_WHAT TO DO_. Locate every line in the items below that contains the string "side", and copy each of those lines.

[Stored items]
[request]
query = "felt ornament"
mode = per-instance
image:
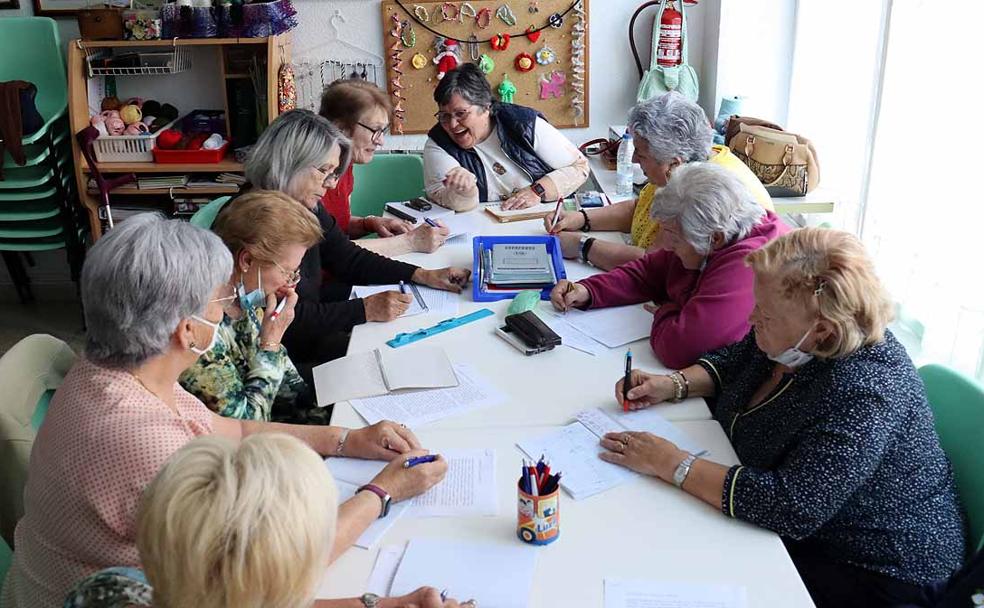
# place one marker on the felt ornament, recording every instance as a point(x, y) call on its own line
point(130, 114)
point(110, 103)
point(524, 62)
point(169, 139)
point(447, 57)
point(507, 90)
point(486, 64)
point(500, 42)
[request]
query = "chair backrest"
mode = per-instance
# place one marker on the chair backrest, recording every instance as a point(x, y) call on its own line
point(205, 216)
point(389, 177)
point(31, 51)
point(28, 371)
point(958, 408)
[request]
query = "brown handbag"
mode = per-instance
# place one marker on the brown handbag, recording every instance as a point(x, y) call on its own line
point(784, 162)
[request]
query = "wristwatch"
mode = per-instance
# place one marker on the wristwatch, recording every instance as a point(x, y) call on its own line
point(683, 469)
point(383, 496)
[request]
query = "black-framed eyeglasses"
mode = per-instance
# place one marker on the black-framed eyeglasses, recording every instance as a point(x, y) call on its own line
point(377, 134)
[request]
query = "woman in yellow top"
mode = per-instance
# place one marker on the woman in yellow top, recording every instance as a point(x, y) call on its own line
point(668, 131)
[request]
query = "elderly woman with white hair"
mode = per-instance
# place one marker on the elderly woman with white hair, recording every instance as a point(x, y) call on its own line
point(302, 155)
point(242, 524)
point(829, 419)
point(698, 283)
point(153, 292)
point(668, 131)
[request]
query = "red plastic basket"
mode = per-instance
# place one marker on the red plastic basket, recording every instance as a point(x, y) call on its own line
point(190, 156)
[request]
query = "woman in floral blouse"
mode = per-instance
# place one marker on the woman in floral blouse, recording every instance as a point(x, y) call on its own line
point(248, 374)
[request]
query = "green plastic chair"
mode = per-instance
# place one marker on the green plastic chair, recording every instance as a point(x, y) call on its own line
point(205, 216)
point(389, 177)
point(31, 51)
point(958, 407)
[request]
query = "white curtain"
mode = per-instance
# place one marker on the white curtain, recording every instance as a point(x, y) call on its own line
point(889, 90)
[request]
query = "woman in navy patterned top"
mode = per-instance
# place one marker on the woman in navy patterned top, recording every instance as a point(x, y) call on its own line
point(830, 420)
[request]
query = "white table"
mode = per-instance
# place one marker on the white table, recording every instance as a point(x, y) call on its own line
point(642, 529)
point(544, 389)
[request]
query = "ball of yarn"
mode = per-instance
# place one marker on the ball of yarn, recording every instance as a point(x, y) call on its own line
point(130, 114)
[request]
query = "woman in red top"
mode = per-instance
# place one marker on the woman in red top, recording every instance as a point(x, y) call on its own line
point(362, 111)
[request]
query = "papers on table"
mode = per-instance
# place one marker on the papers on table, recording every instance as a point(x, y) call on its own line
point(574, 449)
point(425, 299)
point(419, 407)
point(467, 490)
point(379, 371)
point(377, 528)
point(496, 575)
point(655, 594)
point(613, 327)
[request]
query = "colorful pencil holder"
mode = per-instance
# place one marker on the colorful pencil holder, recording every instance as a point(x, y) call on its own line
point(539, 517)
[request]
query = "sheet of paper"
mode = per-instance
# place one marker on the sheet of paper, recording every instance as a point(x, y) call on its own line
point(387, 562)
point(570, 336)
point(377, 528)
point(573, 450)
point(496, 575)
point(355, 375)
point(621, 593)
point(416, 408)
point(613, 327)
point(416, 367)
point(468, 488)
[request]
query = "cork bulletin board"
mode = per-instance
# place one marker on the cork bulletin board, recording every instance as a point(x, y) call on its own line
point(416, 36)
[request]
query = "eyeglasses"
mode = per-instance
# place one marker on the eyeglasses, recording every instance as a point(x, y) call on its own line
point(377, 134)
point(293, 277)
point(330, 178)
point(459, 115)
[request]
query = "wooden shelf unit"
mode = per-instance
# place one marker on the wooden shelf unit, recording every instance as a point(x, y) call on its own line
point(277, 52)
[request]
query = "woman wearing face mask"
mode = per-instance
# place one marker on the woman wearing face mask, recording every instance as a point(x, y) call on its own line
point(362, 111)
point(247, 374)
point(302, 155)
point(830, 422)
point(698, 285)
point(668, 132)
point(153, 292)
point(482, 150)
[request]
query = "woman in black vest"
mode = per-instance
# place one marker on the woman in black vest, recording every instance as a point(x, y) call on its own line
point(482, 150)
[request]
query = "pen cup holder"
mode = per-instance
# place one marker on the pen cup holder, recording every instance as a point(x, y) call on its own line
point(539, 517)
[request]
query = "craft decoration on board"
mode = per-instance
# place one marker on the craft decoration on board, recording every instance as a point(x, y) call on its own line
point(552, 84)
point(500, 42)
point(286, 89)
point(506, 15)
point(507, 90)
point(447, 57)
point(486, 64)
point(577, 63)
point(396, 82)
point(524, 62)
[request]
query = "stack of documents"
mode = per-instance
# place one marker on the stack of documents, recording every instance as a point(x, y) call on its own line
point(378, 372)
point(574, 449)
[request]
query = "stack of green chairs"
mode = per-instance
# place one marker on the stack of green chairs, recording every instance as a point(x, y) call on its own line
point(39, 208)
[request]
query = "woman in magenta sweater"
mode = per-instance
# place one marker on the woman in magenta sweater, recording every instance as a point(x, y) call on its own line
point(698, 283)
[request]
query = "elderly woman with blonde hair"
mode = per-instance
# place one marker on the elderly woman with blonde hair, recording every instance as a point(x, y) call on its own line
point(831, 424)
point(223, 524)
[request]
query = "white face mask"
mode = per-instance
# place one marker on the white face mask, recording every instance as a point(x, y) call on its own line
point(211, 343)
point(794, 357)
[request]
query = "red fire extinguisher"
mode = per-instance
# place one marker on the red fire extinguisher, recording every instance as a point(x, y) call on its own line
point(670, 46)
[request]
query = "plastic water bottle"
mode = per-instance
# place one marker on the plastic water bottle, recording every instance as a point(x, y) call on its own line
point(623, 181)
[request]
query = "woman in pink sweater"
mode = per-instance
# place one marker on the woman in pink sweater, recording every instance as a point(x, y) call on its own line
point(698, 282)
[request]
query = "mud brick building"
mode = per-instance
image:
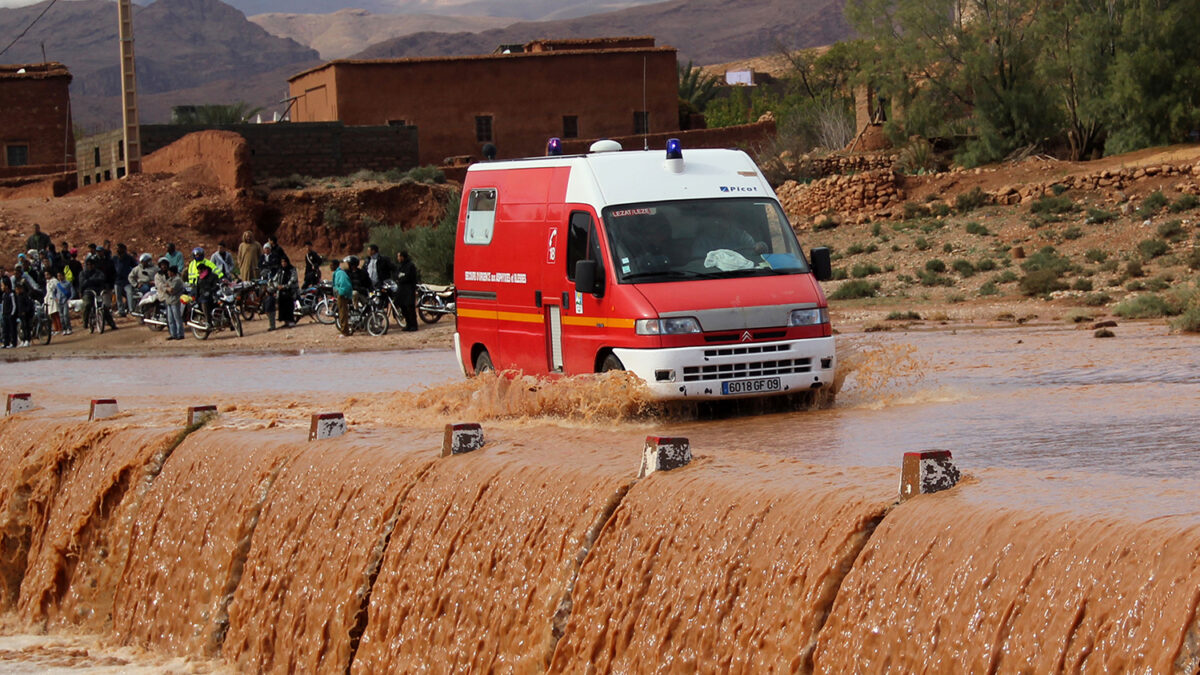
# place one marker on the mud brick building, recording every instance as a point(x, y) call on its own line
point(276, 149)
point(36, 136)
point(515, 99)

==

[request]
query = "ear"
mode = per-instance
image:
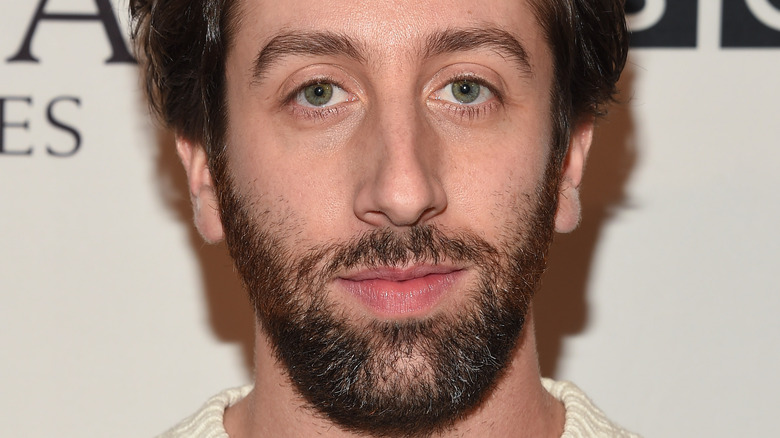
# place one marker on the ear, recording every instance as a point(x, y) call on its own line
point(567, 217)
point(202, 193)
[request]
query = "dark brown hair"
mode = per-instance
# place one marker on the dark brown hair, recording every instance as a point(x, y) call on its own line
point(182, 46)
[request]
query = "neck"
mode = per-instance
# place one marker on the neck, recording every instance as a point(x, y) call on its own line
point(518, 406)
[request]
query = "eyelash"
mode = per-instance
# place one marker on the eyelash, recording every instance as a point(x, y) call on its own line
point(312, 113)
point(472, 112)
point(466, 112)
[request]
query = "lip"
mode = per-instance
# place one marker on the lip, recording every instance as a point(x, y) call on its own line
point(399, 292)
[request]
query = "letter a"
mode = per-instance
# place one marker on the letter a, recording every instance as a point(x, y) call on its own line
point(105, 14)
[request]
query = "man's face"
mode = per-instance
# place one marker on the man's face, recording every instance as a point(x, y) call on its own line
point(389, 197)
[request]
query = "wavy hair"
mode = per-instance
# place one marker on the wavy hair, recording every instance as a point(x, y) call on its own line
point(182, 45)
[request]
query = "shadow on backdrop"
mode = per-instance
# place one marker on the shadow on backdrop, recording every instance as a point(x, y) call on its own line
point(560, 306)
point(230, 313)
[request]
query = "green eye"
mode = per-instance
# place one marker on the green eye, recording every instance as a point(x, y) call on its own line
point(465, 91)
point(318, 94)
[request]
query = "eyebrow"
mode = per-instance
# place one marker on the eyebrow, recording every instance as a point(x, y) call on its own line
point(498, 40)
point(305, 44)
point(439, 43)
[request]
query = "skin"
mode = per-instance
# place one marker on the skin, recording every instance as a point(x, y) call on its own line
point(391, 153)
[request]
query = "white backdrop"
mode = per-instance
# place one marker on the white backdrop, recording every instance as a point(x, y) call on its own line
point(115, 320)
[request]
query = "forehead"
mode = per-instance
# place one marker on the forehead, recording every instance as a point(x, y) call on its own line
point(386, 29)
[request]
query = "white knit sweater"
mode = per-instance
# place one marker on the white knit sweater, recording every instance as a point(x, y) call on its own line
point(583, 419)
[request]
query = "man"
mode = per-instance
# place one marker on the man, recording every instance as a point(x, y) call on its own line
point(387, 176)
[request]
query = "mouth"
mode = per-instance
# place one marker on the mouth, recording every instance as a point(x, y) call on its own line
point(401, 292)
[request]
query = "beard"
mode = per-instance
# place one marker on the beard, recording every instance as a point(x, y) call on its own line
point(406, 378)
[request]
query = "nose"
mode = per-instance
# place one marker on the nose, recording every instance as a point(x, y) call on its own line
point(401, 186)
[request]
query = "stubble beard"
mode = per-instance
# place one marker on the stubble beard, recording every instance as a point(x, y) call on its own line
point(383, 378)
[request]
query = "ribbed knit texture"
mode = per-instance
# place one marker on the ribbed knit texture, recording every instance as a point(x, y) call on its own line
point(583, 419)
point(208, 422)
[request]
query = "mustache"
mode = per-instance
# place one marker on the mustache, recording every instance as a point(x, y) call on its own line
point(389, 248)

---

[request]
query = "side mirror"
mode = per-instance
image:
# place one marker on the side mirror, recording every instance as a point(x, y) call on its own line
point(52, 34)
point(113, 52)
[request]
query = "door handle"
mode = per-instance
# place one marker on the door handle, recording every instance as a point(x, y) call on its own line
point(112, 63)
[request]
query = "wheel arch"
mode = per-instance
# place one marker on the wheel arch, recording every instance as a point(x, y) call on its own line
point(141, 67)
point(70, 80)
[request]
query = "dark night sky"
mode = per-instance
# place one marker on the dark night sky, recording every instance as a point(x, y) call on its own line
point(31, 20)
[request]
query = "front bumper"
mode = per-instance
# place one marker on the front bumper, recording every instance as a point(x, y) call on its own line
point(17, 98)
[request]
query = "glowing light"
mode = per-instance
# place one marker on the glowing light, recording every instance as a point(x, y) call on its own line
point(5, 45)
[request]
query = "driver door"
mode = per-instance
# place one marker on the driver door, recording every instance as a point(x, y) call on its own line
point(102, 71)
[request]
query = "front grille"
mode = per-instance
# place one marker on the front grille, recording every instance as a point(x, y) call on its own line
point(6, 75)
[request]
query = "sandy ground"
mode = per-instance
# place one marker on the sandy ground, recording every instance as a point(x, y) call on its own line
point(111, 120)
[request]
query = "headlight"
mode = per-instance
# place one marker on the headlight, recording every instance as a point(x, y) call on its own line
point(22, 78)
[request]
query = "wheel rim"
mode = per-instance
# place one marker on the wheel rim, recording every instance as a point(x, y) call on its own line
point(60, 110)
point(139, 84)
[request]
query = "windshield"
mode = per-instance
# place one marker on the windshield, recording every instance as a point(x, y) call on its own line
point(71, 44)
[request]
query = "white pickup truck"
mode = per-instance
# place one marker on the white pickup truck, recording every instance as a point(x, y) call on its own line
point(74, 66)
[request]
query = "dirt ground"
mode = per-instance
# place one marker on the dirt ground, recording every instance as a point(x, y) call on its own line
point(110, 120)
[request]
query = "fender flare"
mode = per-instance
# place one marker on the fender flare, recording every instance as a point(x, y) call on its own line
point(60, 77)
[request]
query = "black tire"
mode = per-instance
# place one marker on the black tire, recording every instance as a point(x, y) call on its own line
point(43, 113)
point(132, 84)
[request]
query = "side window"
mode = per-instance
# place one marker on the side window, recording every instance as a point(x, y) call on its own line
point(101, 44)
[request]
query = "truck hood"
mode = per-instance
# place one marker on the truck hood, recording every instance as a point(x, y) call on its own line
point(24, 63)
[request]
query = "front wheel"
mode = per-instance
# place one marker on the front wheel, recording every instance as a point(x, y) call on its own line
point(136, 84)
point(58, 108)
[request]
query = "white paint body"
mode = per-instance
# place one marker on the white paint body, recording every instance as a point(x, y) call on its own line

_REPLY_.
query = "side mirror"
# place one marker on the side mirror, recording every instance as a point(x, y) call on its own line
query = "side window"
# place one marker on the side window, recording every instance as a point(x, y) call on its own line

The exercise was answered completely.